[Given problem a] Pick out every line of the rows below that contains the word "canopy", and copy each such line in full.

[Provided text]
####################

‘JUST CAUSE’: UNDERSTANDING UNILATERAL TERMINATION OF FOOTBALL CONTRACTS UNDER FIFA JURISPRUDENCE
Updated: Jul 9, 2020
The post has been authored by Angad Singh Makkar.
Angad is a final-year student of the BA. LL.B. course at OP Jindal Global University. He is an avid football and basketball supporter and has channelled this passion for sports law research and publications during his time in law school.
Besides the dazzling tricks, smooth passes and powerful shots on the field that mesmerize millions of viewers, the world of football is equally riveting off the field. This is due to the frequency of player movement (from one club to another) and the ever-changing dynamics of the contractual relationships between players and clubs (the employees and the employers respectively).
Though the fundamental tenets of contract law continue to govern contracts between players and clubs, FIFA’s Regulations on the Status and Transfer of Players (“RSTP”) also puts forth certain contractual rules that are unique in their application to these stakeholders in football.

####################

[Material for this exercise]
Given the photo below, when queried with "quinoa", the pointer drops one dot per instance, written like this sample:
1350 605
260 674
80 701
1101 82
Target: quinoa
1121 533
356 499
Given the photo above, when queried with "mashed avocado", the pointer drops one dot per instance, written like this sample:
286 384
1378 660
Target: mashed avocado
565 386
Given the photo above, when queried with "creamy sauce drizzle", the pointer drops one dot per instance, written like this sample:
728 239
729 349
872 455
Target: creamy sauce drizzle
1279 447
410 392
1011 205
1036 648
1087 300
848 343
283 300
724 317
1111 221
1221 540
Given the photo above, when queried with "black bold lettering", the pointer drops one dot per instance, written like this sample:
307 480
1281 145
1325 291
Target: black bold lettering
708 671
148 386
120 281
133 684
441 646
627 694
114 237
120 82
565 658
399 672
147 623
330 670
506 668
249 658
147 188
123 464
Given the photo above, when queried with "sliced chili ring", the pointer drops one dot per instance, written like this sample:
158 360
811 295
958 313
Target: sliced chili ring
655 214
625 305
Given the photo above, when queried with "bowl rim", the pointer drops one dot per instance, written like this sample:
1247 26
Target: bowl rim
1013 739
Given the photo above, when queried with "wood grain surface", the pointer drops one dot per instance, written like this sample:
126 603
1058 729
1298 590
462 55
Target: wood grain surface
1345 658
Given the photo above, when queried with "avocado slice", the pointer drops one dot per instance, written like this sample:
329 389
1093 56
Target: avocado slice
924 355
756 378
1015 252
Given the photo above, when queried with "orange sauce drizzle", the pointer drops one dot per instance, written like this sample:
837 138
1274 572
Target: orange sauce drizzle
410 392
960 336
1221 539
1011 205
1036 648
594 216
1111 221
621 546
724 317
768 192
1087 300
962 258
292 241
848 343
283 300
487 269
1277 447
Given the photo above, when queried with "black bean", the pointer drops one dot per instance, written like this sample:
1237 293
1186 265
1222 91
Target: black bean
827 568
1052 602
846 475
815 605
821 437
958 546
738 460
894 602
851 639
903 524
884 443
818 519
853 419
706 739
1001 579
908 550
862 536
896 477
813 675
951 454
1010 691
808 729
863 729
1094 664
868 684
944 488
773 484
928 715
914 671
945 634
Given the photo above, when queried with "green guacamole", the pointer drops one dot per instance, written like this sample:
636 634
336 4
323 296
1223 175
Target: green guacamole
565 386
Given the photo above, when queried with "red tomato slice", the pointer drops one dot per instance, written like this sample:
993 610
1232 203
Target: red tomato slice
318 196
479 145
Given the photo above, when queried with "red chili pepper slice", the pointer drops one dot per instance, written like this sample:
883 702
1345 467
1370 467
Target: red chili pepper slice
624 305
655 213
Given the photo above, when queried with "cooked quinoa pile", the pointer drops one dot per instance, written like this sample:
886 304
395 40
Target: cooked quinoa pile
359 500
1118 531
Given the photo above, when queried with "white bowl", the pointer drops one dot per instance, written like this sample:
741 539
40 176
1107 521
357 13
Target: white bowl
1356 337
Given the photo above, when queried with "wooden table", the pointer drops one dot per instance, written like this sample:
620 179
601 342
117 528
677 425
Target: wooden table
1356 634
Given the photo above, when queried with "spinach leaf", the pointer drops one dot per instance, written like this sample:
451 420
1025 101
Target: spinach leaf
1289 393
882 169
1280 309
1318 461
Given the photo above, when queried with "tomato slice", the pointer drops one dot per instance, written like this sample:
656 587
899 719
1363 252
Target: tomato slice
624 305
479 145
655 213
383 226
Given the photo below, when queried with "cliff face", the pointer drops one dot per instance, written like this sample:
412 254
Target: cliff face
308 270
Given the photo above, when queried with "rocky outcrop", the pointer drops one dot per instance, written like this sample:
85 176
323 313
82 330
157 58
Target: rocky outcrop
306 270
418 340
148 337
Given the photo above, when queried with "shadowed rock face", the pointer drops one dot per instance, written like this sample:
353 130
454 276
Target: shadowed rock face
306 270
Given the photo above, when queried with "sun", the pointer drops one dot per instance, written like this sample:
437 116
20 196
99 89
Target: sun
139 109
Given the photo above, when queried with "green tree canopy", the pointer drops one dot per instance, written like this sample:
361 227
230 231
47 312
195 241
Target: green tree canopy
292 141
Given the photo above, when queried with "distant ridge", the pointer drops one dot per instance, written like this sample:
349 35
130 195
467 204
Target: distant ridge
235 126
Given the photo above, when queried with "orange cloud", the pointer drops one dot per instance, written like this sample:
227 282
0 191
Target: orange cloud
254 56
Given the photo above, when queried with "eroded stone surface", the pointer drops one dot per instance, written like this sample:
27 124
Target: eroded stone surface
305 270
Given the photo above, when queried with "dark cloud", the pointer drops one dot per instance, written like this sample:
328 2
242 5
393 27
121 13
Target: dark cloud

####################

[Given problem b]
Answer these questions using the sports law post above:
(i) On what date was the post updated?
(ii) At which university is Angad a final-year student?
(iii) What does the abbreviation "RSTP" stand for?

[Written reply a]
Given the photo above, when queried with "green tree canopy", the pointer drops one dot per instance, written like this sample:
Target: green tree canopy

[Written reply b]
(i) Jul 9, 2020
(ii) OP Jindal Global University
(iii) FIFA's Regulations on the Status and Transfer of Players